:: Textauszug ::

Naja, es ist halt kein normaler ATX Rechner sondern eine besonders schmale Ausführung ... für die Teile gibts durchaus Daseinsberechtigungen ... aber die Möglichkeiten eines "normalen" ATX Konformen Rechners sollte man hier nicht erwarten

@ PCFreak

Naja, diese Erweiterungen schränken ja nicht unbedingt die Verwendbarkeit der Basishardware ein ... und wenn Medion den Kram günstig beschaffen kann wird der nächste Aldi Rechner halt nen 10er güntiger 

edit:

Das der Prozessor semi-passiv gekühlt wird hab ich mir schon gedacht, bei dem schmalen Gehäuse auch nachvollziehbar ...


----------



## pcfreak26 (7. Januar 2011)

Erzbaron schrieb:


> Naja, diese Erweiterungen schränken ja nicht unbedingt die Verwendbarkeit der Basishardware ein ... und wenn Medion den Kram günstig beschaffen kann wird der nächste Aldi Rechner halt nen 10er güntiger



Das hab ich ja auch nicht gesagt, hatte bloss schon öfters den fall das ich die stecker im falle einer um- bzw aufrüstung umpolen musste. Das ist eine Frickelei, aber machbar! Was man eben nicht alles macht um seine Kunden zufrieden zu stellen


----------



## ghostadmin (7. Januar 2011)

Wenn du ein Ersatznetzteil suchst, dann schau dich mal bei ebay um, da findet man son Zeugs häufig.


----------



## FAT (7. Januar 2011)

Hier mal ein paar Fotos des Ganzen:

http://www.picfront.org/d/80vC

http://www4.picfront.org/token/JeoX/2011/01/07/1908585.jpg

http://www4.picfront.org/token/JeoX/2011/01/07/1908586.jpg


----------



## ghostadmin (7. Januar 2011)

Bitte lade die Bilder im Forum hoch!

http://extreme.pcgameshardware.de/a...rtikel/20287-howto-bilderupload-im-forum.html


----------



## pcfreak26 (7. Januar 2011)

Ist zwar eine Semi Passive Lösung allerdings über einen gehäuselüfter realisiert. Wie gesagt, falls du kein passendes Netzteil findest (nicht nur auf Bauform sondern auch auf die Leistungdaten achten), bleibt dir nur das Gehäuse zu wechseln und einen anderen CPU-Kühler wirst du ebenfalls brauchen.


----------



## FAT (7. Januar 2011)

angehängt..


----------



## pcfreak26 (7. Januar 2011)

Ich seh grad, das scheint ein BTX System zu sein,Oh Oh. Oder irre ich mich da, weil vom aufbau siehts fast so aus.


----------



## Erzbaron (7. Januar 2011)

Vom Grundprinzip könnte das durchaus eine BTX Bauform sein ... aber ein reguläres ATX Netzteil bekommste da im Leben nicht rein  und das Board bekommste in kaum ein anderes Gehäuse eingebaut ...


----------

:::
:: Eingabedaten ::

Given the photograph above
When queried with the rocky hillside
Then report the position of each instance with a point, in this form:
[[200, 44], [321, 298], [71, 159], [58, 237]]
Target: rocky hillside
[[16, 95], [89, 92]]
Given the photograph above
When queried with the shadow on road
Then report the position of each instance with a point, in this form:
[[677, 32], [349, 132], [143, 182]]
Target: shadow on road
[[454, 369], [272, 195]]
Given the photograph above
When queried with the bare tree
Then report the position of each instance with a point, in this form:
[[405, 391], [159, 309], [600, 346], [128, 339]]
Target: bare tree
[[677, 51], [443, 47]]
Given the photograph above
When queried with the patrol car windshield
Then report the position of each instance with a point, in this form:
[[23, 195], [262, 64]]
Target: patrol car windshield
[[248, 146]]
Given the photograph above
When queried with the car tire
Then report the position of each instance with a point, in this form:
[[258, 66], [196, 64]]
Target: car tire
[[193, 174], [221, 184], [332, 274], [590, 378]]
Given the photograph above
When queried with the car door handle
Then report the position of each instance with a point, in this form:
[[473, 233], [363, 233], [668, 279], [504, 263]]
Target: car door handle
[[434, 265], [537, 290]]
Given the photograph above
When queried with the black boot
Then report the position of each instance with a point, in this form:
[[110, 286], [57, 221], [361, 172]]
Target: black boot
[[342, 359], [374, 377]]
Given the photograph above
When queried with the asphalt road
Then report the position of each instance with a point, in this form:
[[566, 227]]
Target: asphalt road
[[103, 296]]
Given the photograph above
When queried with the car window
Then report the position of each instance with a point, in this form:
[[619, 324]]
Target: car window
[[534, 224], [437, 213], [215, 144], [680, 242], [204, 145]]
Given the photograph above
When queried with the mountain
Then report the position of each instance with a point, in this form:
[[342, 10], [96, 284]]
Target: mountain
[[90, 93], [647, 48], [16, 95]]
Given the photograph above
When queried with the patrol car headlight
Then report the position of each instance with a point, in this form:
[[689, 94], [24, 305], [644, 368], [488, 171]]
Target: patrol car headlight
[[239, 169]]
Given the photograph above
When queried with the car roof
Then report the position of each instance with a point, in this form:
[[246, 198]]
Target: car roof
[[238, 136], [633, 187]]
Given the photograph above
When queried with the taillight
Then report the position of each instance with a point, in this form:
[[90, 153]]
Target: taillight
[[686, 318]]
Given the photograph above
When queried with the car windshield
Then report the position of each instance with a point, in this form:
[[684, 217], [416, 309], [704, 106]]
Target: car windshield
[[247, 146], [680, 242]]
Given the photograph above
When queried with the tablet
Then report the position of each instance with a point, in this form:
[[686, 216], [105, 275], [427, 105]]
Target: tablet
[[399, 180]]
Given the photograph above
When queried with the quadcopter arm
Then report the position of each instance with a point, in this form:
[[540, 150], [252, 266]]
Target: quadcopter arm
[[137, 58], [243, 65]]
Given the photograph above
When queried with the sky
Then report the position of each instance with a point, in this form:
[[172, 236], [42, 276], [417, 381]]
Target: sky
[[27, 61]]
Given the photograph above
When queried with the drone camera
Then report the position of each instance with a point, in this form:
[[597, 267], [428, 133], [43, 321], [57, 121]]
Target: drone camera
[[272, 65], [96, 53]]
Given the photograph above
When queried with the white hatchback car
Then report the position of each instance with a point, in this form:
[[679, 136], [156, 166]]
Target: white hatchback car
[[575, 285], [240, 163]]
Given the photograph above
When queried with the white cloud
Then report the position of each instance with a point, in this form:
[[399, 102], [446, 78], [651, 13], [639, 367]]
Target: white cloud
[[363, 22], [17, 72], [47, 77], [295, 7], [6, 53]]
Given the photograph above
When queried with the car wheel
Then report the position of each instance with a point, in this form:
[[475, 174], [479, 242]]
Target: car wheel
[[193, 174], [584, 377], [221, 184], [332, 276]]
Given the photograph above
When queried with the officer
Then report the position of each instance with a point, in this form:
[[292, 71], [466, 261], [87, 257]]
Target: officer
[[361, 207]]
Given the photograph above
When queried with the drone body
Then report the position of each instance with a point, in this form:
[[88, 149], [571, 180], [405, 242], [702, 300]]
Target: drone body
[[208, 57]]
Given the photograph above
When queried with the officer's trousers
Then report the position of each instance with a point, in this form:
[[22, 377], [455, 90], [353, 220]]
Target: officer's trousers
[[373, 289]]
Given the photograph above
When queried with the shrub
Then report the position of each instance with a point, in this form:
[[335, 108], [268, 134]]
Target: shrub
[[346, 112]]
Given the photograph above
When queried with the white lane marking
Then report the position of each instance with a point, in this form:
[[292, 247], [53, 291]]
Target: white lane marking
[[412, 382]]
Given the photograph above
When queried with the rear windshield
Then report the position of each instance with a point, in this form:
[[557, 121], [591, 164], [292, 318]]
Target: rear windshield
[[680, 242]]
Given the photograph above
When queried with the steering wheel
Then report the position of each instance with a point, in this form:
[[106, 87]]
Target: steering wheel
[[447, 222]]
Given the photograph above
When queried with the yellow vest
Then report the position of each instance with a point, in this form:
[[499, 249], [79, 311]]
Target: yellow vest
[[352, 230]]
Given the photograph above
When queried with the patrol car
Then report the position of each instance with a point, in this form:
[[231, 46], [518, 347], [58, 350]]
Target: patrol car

:::

(Zu bearbeitende Aufgaben):
1. Entscheide für jede der folgenden Aussagen, ob sie mit dem Forumsauszug über den schmalen Rechner übereinstimmt, und belege jedes Ja oder Nein mit den entscheidenden Worten des Auszugs als wörtlichem Zitat. (a) ghostadmin rät, sich bei eBay nach einem Ersatznetzteil umzusehen. (b) Erzbaron zufolge passt ein reguläres ATX-Netzteil ohne Weiteres in das Gehäuse. (c) Laut pcfreak26 wird die semipassive Kühlung über einen Gehäuselüfter umgesetzt.
2. Sammle alle Zeilen der Datensätze, in denen die Zeichenfolge "steering" vorkommt, wobei Groß- und Kleinschreibung zu beachten ist.
Der Textauszug und die Datensätze haben inhaltlich nichts miteinander zu tun.

(Ergebnisse je Aufgabe):
1.
(a) Ja: „Wenn du ein Ersatznetzteil suchst, dann schau dich mal bei ebay um“
(b) Nein: „aber ein reguläres ATX Netzteil bekommste da im Leben nicht rein“
(c) Ja: „Ist zwar eine Semi Passive Lösung allerdings über einen gehäuselüfter realisiert.“

2.
When queried with the steering wheel
Target: steering wheel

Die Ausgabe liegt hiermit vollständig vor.